## Exercise objective
Switch every "Put a pin on" in the lines below to "Place a marker on" and leave all else unchanged.

## Records to process

· · · · ·

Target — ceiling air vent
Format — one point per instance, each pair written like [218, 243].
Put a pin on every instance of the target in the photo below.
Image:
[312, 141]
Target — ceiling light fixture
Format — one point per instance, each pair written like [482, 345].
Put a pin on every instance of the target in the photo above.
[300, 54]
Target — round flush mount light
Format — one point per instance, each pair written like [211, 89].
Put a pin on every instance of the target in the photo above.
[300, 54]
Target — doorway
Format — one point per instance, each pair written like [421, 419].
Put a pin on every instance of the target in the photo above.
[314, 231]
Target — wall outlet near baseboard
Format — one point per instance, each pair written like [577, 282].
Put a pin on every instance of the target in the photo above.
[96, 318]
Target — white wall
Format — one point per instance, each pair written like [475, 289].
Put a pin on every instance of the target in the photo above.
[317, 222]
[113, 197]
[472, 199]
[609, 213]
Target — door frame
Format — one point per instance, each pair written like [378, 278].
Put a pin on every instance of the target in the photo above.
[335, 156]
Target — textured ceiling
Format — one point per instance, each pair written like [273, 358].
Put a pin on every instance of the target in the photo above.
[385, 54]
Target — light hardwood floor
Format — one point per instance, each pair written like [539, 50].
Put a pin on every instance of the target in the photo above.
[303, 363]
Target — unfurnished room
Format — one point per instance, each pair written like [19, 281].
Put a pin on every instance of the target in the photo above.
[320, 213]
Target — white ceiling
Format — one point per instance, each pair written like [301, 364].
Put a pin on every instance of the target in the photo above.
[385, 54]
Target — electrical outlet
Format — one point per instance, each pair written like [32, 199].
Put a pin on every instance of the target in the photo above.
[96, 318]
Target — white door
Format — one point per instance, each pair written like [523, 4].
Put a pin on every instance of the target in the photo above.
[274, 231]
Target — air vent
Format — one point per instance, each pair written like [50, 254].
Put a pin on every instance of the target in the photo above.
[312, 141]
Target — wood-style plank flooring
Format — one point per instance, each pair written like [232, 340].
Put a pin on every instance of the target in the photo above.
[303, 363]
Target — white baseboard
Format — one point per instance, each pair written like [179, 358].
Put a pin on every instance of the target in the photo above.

· · · · ·

## Output below
Target — ceiling air vent
Format — one point per instance, each pair written like [218, 243].
Place a marker on every instance of the target in the photo below.
Image:
[312, 141]
Target — ceiling light fixture
Format — one point per instance, each pair written like [482, 345].
Place a marker on every instance of the target in the photo above.
[300, 54]
Target — round flush mount light
Format — one point per instance, each pair written like [211, 89].
Place a marker on every instance of the target in the photo above.
[300, 54]
Target — doorway
Format — one point per instance, each pair written like [421, 419].
Place a marker on every instance of the target in the photo above.
[314, 231]
Target — wall outlet near baseboard
Format — one point per instance, each pair written like [577, 282].
Place a marker on every instance of the target in the photo above.
[96, 318]
Target — white wall
Format — one point per instance, each pair written like [475, 289].
Place a marker on every instance of the target in the photo above.
[317, 222]
[113, 197]
[472, 199]
[609, 213]
Target — door frame
Format — one point per instance, each pair written like [378, 278].
Place a marker on every instance of the target in the photo above.
[335, 156]
Target — textured ceiling
Format — one point per instance, each pair written like [273, 358].
Place a marker on every instance of the target in the photo above.
[385, 54]
Target — light hardwood floor
Format — one point per instance, each pair written like [539, 50].
Place a marker on every instance of the target in the photo above.
[303, 363]
Target — unfurnished room
Format — one point per instance, each pair written like [19, 281].
Place a marker on every instance of the target in the photo above.
[320, 213]
Target — white ceiling
Format — one point per instance, each pair written like [301, 364].
Place a marker on every instance of the target in the photo above.
[385, 54]
Target — electrical outlet
Format — one point per instance, each pair written like [32, 199].
Place a marker on every instance of the target in the photo above.
[96, 318]
Target — white door
Format — one point per instance, each pair written like [523, 4].
Place a marker on every instance of the target in the photo above.
[274, 231]
Target — air vent
Format — one point per instance, each pair written like [50, 254].
Place a marker on every instance of the target in the photo above.
[312, 141]
Target — wood-style plank flooring
Format — one point per instance, each pair written like [232, 340].
Place a marker on every instance of the target in the photo above.
[303, 363]
Target — white baseboard
Format — one point per instance, each pair written like [179, 358].
Place a marker on every instance of the target in the photo above.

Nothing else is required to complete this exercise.